Region pointing data:

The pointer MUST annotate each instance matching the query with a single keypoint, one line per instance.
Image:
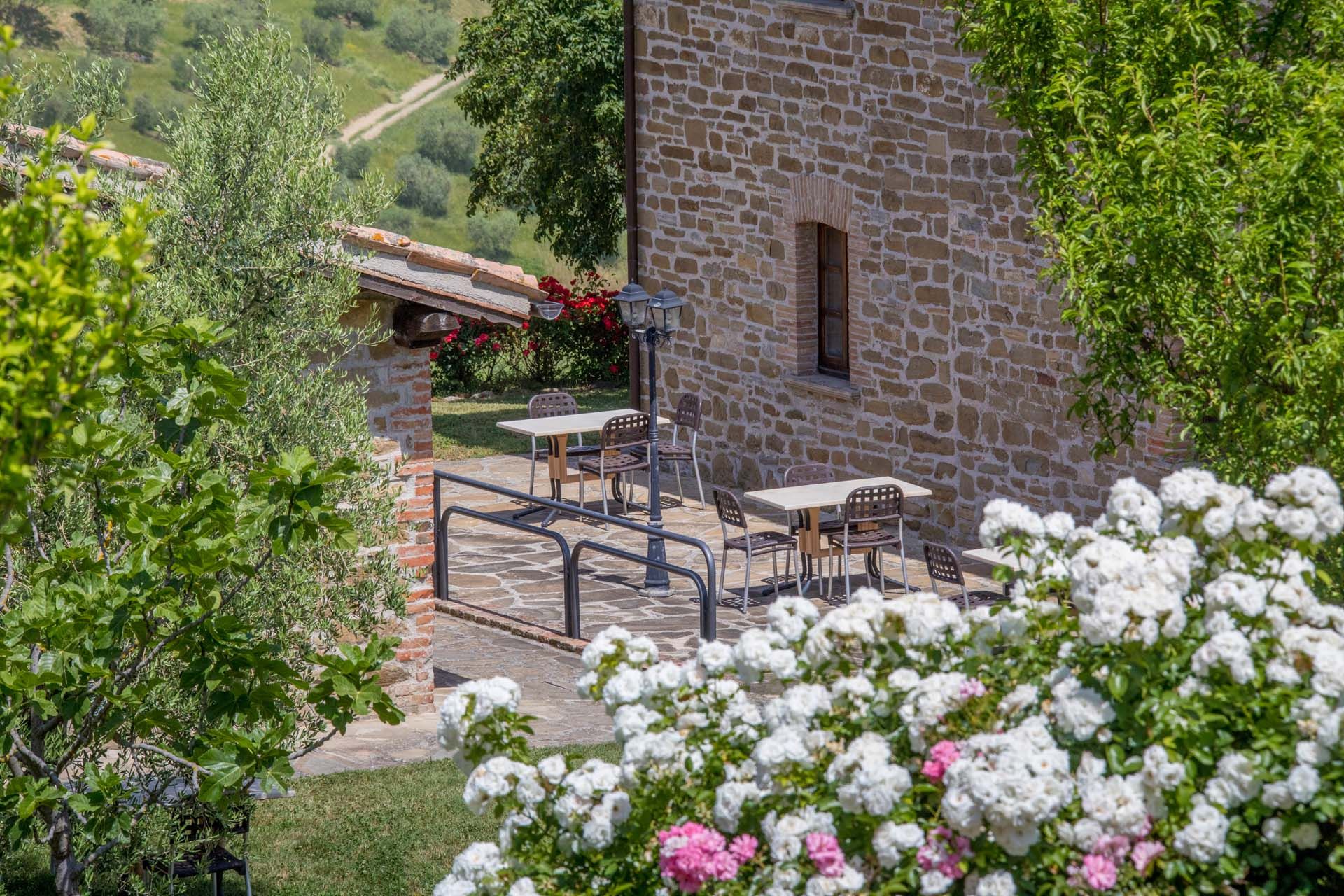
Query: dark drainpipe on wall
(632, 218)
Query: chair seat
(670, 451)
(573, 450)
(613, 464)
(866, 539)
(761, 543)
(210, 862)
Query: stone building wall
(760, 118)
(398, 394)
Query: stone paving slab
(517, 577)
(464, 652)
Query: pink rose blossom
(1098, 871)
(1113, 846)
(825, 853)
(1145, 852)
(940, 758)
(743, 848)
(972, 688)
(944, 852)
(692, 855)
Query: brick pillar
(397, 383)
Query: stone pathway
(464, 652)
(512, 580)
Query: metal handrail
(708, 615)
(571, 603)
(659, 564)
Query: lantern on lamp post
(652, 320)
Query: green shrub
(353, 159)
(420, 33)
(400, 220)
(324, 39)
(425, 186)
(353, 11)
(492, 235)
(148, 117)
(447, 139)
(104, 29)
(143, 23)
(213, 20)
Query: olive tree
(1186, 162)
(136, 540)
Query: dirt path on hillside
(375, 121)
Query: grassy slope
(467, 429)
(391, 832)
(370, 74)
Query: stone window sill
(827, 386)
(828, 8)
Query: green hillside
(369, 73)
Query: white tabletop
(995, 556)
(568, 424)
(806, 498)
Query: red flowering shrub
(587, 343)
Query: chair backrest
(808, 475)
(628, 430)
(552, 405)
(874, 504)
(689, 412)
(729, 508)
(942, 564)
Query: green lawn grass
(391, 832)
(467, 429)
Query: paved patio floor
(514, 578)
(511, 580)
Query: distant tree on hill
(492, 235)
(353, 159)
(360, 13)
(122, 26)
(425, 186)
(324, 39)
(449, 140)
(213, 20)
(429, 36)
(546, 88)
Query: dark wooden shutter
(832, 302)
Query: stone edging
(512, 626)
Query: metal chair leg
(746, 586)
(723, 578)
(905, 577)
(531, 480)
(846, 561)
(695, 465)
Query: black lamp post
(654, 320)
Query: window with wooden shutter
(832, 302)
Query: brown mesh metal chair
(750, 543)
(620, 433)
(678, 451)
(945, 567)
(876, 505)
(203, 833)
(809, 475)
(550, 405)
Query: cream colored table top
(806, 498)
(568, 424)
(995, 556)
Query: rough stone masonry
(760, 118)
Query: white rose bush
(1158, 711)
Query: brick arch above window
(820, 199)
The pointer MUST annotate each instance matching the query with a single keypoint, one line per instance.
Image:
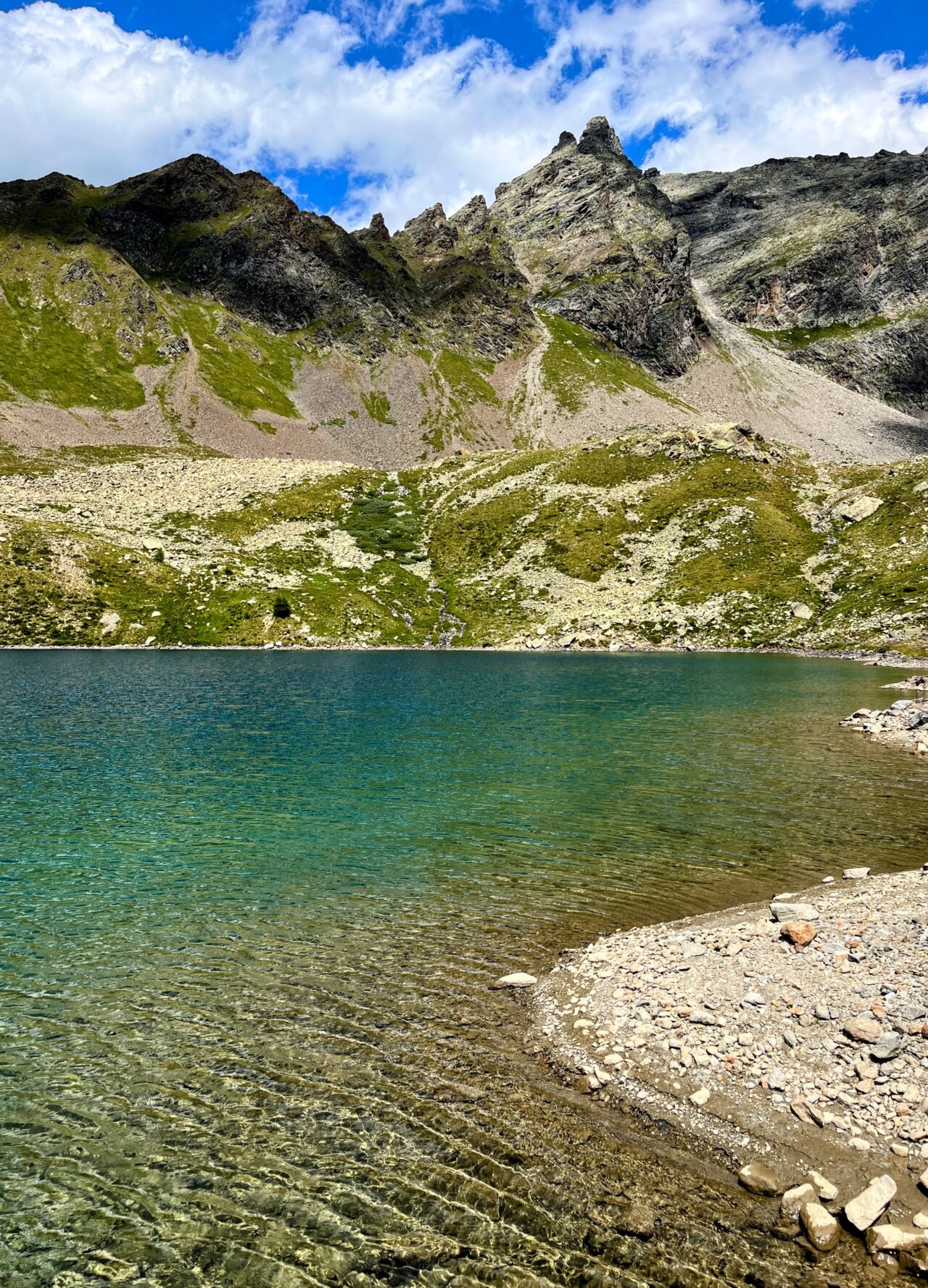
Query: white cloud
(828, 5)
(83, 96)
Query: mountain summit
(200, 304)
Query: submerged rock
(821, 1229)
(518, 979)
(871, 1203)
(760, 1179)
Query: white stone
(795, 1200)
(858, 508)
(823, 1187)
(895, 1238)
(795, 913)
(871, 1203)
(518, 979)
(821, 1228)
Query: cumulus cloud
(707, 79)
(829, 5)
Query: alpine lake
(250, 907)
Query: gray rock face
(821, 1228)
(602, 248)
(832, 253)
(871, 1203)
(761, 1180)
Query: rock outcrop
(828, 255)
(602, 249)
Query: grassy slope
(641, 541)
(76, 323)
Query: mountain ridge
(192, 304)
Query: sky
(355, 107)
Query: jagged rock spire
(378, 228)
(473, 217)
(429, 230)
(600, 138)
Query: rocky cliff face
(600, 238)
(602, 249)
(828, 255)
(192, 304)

* Brief
What is needed is an exact copy of every entry, minus the images.

* Answer section
The pointer MUST annotate each instance matching the query with a single keypoint, one line per instance.
Image:
Query: dark drainpipe on wall
(632, 218)
Query: chair seat
(670, 451)
(573, 450)
(613, 464)
(866, 539)
(761, 543)
(210, 862)
Query: stone building wall
(760, 118)
(398, 394)
Query: stone paving slab
(517, 577)
(464, 652)
Query: pink rose blossom
(1098, 871)
(1113, 846)
(825, 853)
(1145, 852)
(940, 758)
(743, 848)
(972, 688)
(944, 852)
(692, 855)
Query: brick pillar
(397, 383)
Query: stone pathway
(464, 652)
(512, 580)
Query: metal handrail
(708, 615)
(571, 603)
(659, 564)
Query: lantern on lamp post
(652, 320)
Query: green shrub
(353, 159)
(420, 33)
(400, 220)
(324, 39)
(425, 186)
(353, 11)
(492, 235)
(148, 117)
(447, 139)
(104, 29)
(143, 23)
(213, 20)
Query: olive tree
(1186, 162)
(136, 540)
Query: dirt path on hillside
(375, 121)
Query: grassy slope
(467, 429)
(391, 832)
(370, 74)
Query: stone window sill
(827, 386)
(828, 8)
Query: green hillside
(369, 73)
Query: white tabletop
(995, 556)
(568, 424)
(806, 498)
Query: red flowering shrub
(587, 343)
Query: chair backrest
(808, 475)
(628, 430)
(552, 405)
(874, 504)
(689, 412)
(729, 508)
(942, 564)
Query: green lawn grass
(391, 832)
(467, 429)
Query: paved patio floor
(514, 578)
(511, 580)
Query: distant tree on hill
(492, 235)
(353, 159)
(360, 13)
(122, 26)
(425, 186)
(324, 39)
(449, 140)
(213, 20)
(429, 36)
(546, 88)
Query: dark wooden shutter
(832, 302)
Query: stone edging
(512, 626)
Query: metal chair leg
(746, 586)
(723, 578)
(905, 577)
(531, 480)
(846, 561)
(695, 465)
Query: black lamp post
(654, 320)
Query: window with wooden shutter
(832, 302)
Query: brown mesh metal chair
(750, 543)
(620, 433)
(678, 451)
(945, 567)
(876, 505)
(203, 833)
(809, 475)
(550, 405)
Query: cream colored table top
(806, 498)
(568, 424)
(995, 556)
Query: rough stone masonry
(760, 118)
Query: white rose bush
(1158, 711)
Query: brick arch above window
(820, 199)
The pointer MUST annotate each instance matching the query with a single keypoint, one line per instance.
Image:
Query: white cloud
(828, 5)
(83, 96)
Query: mountain summit
(200, 304)
Query: submerged rock
(821, 1229)
(518, 979)
(871, 1203)
(760, 1179)
Query: white stone
(795, 1200)
(858, 508)
(823, 1187)
(895, 1238)
(795, 913)
(871, 1203)
(518, 979)
(821, 1228)
Query: cumulus cloud
(707, 79)
(829, 5)
Query: alpine lake
(250, 907)
Query: gray rock face
(821, 1228)
(602, 248)
(832, 253)
(871, 1203)
(761, 1180)
Query: rock outcrop
(828, 255)
(602, 249)
Query: grassy slope
(641, 541)
(76, 323)
Query: mountain ridge
(192, 304)
Query: sky
(355, 107)
Query: jagged rock spire
(378, 228)
(473, 217)
(429, 230)
(600, 138)
Query: rocky cliff face
(600, 238)
(602, 249)
(828, 255)
(192, 304)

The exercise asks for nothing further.